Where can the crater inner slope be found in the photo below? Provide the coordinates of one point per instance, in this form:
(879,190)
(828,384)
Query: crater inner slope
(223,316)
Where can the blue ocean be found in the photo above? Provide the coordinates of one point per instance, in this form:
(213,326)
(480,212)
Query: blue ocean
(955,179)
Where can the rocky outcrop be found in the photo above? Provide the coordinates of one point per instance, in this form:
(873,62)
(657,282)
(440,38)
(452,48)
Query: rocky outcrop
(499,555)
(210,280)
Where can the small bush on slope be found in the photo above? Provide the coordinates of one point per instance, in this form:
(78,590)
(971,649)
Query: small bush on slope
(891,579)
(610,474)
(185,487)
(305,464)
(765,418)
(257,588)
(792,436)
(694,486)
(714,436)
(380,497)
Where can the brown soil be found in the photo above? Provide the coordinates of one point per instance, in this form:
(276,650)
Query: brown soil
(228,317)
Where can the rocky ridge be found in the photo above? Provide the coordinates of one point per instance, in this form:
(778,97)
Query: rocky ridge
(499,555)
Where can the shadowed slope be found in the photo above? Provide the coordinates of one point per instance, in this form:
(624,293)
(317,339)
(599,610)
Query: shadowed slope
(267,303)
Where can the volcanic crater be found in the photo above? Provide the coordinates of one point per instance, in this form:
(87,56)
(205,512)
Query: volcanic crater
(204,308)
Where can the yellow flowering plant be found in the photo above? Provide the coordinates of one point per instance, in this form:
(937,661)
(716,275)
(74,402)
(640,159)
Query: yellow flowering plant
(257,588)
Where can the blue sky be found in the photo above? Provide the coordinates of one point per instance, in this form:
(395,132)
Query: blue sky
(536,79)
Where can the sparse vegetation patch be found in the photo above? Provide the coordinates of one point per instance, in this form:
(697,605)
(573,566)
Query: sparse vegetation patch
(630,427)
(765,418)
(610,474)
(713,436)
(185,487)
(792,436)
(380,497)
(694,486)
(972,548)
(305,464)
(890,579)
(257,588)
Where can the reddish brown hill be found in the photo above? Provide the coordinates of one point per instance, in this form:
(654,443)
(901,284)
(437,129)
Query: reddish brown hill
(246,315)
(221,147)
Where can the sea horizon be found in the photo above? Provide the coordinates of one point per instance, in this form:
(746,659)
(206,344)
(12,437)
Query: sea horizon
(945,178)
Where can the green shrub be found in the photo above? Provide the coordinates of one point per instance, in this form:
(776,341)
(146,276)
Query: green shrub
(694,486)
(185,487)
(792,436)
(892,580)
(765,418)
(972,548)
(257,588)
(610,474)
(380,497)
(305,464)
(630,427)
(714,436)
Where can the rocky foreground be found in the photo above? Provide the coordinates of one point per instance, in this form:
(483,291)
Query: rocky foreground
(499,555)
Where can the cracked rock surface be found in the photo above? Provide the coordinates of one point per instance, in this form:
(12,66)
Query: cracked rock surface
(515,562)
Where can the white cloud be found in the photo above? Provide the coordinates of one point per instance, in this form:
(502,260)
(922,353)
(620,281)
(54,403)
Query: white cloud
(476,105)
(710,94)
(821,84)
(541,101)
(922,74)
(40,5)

+-------+

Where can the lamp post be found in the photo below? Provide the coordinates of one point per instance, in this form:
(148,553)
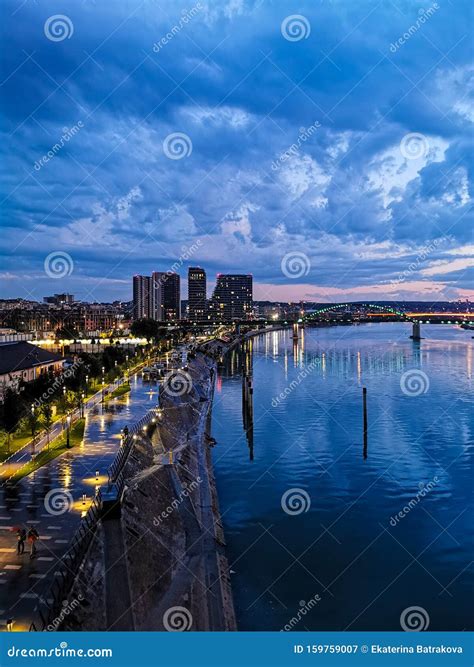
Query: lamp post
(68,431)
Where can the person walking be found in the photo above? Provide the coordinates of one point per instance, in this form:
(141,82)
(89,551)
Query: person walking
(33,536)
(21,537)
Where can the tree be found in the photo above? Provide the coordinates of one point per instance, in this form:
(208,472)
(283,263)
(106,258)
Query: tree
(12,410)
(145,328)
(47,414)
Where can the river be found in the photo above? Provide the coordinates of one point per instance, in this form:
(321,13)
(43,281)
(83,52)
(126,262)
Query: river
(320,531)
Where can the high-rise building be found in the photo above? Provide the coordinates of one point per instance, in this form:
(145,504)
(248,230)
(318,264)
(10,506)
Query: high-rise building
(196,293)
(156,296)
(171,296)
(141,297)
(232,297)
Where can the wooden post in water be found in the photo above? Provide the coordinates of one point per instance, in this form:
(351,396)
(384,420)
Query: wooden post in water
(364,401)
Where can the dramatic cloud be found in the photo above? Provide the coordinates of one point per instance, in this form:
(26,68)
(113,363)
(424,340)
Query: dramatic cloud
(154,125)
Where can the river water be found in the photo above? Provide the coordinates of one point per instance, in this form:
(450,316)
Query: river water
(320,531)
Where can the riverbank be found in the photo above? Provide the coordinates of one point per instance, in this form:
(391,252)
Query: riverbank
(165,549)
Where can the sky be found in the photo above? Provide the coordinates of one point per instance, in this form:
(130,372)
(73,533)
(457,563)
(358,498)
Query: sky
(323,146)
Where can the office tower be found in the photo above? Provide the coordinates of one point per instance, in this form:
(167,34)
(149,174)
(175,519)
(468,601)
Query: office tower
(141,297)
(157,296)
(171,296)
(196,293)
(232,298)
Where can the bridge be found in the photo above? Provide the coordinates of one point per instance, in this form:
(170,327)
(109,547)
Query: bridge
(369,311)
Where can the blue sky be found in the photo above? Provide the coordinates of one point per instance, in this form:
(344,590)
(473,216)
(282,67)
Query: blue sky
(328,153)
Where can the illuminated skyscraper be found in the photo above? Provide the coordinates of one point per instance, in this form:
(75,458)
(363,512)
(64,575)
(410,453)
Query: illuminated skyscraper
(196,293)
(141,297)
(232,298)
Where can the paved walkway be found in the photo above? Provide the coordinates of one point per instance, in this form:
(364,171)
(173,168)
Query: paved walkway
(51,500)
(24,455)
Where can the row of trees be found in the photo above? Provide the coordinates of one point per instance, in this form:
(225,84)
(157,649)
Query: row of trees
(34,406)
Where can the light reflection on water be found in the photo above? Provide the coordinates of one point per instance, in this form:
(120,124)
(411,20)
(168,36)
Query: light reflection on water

+-------+

### Exercise details
Please gather every line from the records above that contains the word "light", treating uppercase and lowercase as different.

### Answer to the problem
Where can the light reflection on water be found in the photo above? Provide the coordinates of one point per instance, in this form:
Query: light reflection on water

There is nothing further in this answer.